#### Problems to work on
1. Translate this sentence from the WhisperX text into Spanish: "SageMaker asynchronous endpoints support upload sizes up to 1 GB and incorporate auto scaling features that efficiently mitigate traffic spikes and save costs during off-peak times."
2. According to the WhisperX text, which model does WhisperX use for diarization?

The WhisperX model, based on OpenAI’s Whisper, performs transcriptions and diarization for media assets. It’s built upon the Faster Whisper reimplementation, offering up to four times faster transcription with improved word-level timestamp alignment compared to Whisper. Additionally, it introduces speaker diarization, not present in the original Whisper model. WhisperX utilizes the Whisper model for transcriptions, the Wav2Vec2 model to enhance timestamp alignment (ensuring synchronization of transcribed text with audio timestamps), and the pyannote model for diarization. FFmpeg is used for loading audio from source media, supporting various media formats. The transparent and modular model architecture allows flexibility, because each component of the model can be swapped out as needed in the future. However, it’s essential to note that WhisperX lacks full management features and isn’t an enterprise-level product. Without maintenance and support, it may not be suitable for production deployment.

In this collaboration, we deployed and evaluated WhisperX on SageMaker, using an asynchronous inference endpoint to host the model. SageMaker asynchronous endpoints support upload sizes up to 1 GB and incorporate auto scaling features that efficiently mitigate traffic spikes and save costs during off-peak times. Asynchronous endpoints are particularly well-suited for processing large files, such as movies and TV series in our use case.

The following diagram illustrates the core elements of the experiments we conducted in this collaboration.

In the following sections, we delve into the details of deploying the WhisperX model on SageMaker, and evaluate the diarization performance.

Download the model and its components

WhisperX is a system that includes multiple models for transcription, forced alignment, and diarization. For smooth SageMaker operation without the need to fetch model artifacts during inference, it’s essential to pre-download all model artifacts. These artifacts are then loaded into the SageMaker serving container during initiation. Because these models aren’t directly accessible, we offer descriptions and sample code from the WhisperX source, providing instructions on downloading the model and its components.

WhisperX uses six models:

Most of these models can be obtained from Hugging Face using the huggingface_hub library. We use the following download_hf_model() function to retrieve these model artifacts. An access token from Hugging Face, generated after accepting the user agreements for the following pyannote models, is required:

import huggingface_hub
import yaml
import torchaudio
import urllib.request
import os

CONTAINER_MODEL_DIR = "/opt/ml/model"
WHISPERX_MODEL = "guillaumekln/faster-whisper-large-v2"

Saved data entries
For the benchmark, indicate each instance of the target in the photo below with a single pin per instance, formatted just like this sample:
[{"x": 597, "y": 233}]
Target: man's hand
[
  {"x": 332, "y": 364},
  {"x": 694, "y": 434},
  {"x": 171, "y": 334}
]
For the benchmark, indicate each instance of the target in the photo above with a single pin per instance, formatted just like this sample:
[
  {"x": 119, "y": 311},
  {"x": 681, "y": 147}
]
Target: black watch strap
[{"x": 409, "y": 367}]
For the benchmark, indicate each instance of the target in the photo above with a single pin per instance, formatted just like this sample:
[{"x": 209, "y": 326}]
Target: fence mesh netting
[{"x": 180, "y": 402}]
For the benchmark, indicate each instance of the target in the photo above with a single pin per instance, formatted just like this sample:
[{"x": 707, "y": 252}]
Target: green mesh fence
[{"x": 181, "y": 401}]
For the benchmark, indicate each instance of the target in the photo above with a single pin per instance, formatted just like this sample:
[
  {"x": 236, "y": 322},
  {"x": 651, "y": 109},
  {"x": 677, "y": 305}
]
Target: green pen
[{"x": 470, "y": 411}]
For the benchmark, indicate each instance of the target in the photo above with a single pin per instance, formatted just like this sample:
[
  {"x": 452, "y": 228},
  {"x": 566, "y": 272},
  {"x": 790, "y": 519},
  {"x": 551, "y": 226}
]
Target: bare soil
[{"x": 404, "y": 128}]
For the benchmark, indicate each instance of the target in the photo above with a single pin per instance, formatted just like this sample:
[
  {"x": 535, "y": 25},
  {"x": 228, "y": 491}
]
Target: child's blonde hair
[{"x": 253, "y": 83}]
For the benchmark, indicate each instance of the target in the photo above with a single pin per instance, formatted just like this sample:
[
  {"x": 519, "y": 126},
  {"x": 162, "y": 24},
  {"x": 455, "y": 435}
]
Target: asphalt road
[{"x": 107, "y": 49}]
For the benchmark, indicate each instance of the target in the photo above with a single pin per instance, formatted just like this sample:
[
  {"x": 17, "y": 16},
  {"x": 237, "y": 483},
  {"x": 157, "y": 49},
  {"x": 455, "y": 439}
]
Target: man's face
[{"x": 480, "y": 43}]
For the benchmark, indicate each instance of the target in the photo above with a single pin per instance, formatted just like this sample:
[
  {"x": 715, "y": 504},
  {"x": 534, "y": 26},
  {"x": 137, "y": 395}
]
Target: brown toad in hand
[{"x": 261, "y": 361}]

#### Answers by item
1. Los endpoints asíncronos de SageMaker admiten tamaños de carga de hasta 1 GB e incorporan funciones de escalado automático que mitigan de manera eficiente los picos de tráfico y ahorran costos durante las horas de menor actividad.

2. The pyannote model.